▶ [Work to complete]:
1 > In the blog post about the Avengers episode "Some Assembly Required," why does the writer say this episode has a fair amount of setup?
2 > From the blog post about the Avengers episode "Some Assembly Required," quote the stretch from "Now we’re into" through "game mechanic element.".
3 > Name every headquarters that the blog post about the Avengers episode "Some Assembly Required" mentions by name.

* start Text to read *

Re: Animated • Avengers “Some Assembly Required”

avengers8Obligatory Spoiler Warning: I will be discussing the events of the Avengers episode in the post. If, for some reason, you’re interested in the show and this blog and have not seen the show, go and do that first. The blog will make much more sense, and you won’t have your enjoyment of the show spoiled. You Have Been Warned.

“Some Assembly Required”

Now we’re into the “regular” series episodes, although this one has a fair amount of setup, since it has to establish key elements like the Avengers’ new headquarters, vehicles, gadgets, etc. as well as the team dynamic.

Although the Hulk is more of a regular ongoing character in Earth’s Mightiest Heroes, this episode is also an homage to issue #2 of the Avengers comic where the Hulk, a member of the team for all of one issue, quits (and in that instance, never comes back).

  • Poor Mandrill, he never stood a chance. Another good “teaser” scene that lets the heroes strut their stuff, albeit without even having to make an attack, unless you count their massive team intimidation of Mandrill a game mechanic element.
  • Avengers Mansion: So, the heroes acquire their new HQ pretty fast. In game terms, was it “points” (or whatever sort of resources) from their first adventures? Is Iron Man “paying” for the Mansion both in-character with his wealth/resources and in-game with his points in some fashion? I’ve often thought team headquarters should be one of the benefits of being on or having a team, not something the individual characters need to “pay” for unless they have a personal headquarters. So maybe Batman and Superman pay for the Batcave and the Fortress of Solitude, but Flash and Green Lantern don’t pay for HQs, including the Watchtower, which is “free” to the Justice League just for being a team. Could be the same with the Avengers: Iron Man’s Arsenal is part of his Stark resources, but Thor and Hulk don’t “pay” for the mansion, even though they live there.

* end Text to read *
* start Information supplied *

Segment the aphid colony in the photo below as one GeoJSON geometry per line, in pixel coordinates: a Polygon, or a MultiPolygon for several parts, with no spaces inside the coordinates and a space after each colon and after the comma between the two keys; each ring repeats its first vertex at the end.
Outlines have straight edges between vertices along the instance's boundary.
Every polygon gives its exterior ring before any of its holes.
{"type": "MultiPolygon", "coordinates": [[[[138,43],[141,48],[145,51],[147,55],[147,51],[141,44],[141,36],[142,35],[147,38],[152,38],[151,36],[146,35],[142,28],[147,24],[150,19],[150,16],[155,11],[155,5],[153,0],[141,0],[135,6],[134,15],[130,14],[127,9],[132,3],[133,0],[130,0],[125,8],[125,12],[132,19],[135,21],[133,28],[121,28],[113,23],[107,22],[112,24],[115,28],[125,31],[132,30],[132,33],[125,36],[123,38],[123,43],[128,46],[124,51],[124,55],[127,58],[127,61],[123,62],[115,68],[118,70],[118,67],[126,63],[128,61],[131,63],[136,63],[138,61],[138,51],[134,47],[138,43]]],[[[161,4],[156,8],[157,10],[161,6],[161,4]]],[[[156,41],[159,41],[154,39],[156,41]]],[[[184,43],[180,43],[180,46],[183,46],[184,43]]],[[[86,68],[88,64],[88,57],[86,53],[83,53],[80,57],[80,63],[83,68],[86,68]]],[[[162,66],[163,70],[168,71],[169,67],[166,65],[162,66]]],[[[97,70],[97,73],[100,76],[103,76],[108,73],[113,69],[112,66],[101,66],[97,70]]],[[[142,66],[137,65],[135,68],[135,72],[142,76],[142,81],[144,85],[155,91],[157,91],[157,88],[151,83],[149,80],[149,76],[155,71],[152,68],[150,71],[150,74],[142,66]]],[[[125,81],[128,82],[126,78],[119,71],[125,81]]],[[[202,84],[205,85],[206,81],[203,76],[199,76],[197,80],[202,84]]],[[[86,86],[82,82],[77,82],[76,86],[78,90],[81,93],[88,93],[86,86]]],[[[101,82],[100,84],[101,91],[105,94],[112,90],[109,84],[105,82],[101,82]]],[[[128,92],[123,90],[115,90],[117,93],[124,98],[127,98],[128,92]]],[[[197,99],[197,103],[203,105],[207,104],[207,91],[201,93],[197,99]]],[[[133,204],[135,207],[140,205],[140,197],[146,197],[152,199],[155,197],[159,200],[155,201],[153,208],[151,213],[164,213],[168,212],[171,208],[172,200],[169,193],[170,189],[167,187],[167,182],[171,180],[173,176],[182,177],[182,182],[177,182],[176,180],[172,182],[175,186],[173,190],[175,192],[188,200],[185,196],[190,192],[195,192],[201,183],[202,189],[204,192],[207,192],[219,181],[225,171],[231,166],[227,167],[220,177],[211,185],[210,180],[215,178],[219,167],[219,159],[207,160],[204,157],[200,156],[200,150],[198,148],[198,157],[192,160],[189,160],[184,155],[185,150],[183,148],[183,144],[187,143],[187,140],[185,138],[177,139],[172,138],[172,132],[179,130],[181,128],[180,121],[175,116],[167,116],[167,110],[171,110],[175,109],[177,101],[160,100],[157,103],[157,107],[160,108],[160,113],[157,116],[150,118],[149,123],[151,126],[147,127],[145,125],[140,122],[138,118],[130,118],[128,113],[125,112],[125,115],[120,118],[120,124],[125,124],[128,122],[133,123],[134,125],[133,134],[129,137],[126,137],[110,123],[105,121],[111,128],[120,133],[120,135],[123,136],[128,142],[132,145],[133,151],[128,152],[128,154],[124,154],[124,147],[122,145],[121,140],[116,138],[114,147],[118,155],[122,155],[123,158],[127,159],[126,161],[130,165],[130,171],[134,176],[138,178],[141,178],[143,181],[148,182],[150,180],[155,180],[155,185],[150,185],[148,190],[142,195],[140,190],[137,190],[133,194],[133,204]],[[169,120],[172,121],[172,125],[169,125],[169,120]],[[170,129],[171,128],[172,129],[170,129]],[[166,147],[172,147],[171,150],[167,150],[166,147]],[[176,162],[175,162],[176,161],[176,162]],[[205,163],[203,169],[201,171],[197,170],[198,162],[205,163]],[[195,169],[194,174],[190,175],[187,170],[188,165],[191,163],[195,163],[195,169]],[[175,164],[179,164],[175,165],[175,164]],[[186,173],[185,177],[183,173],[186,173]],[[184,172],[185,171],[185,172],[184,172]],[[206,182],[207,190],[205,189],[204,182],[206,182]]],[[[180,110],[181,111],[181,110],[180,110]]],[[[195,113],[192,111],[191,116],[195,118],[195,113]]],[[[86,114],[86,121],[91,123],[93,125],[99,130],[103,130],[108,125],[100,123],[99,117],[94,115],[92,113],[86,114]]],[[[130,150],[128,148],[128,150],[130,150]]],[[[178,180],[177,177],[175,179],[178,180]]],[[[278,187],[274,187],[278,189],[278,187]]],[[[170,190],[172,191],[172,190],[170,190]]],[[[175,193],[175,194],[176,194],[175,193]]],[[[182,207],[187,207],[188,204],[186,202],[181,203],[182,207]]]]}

* end Information supplied *

▶ [Responses to the exercise]:
1 > The episode needs setup because it has to establish key elements such as the Avengers' new headquarters, vehicles and gadgets. It also has to establish the team dynamic.

2 >
Now we’re into the “regular” series episodes, although this one has a fair amount of setup, since it has to establish key elements like the Avengers’ new headquarters, vehicles, gadgets, etc. as well as the team dynamic.

Although the Hulk is more of a regular ongoing character in Earth’s Mightiest Heroes, this episode is also an homage to issue #2 of the Avengers comic where the Hulk, a member of the team for all of one issue, quits (and in that instance, never comes back).

  • Poor Mandrill, he never stood a chance. Another good “teaser” scene that lets the heroes strut their stuff, albeit without even having to make an attack, unless you count their massive team intimidation of Mandrill a game mechanic element.

3 > Avengers Mansion, the Batcave, the Fortress of Solitude, the Watchtower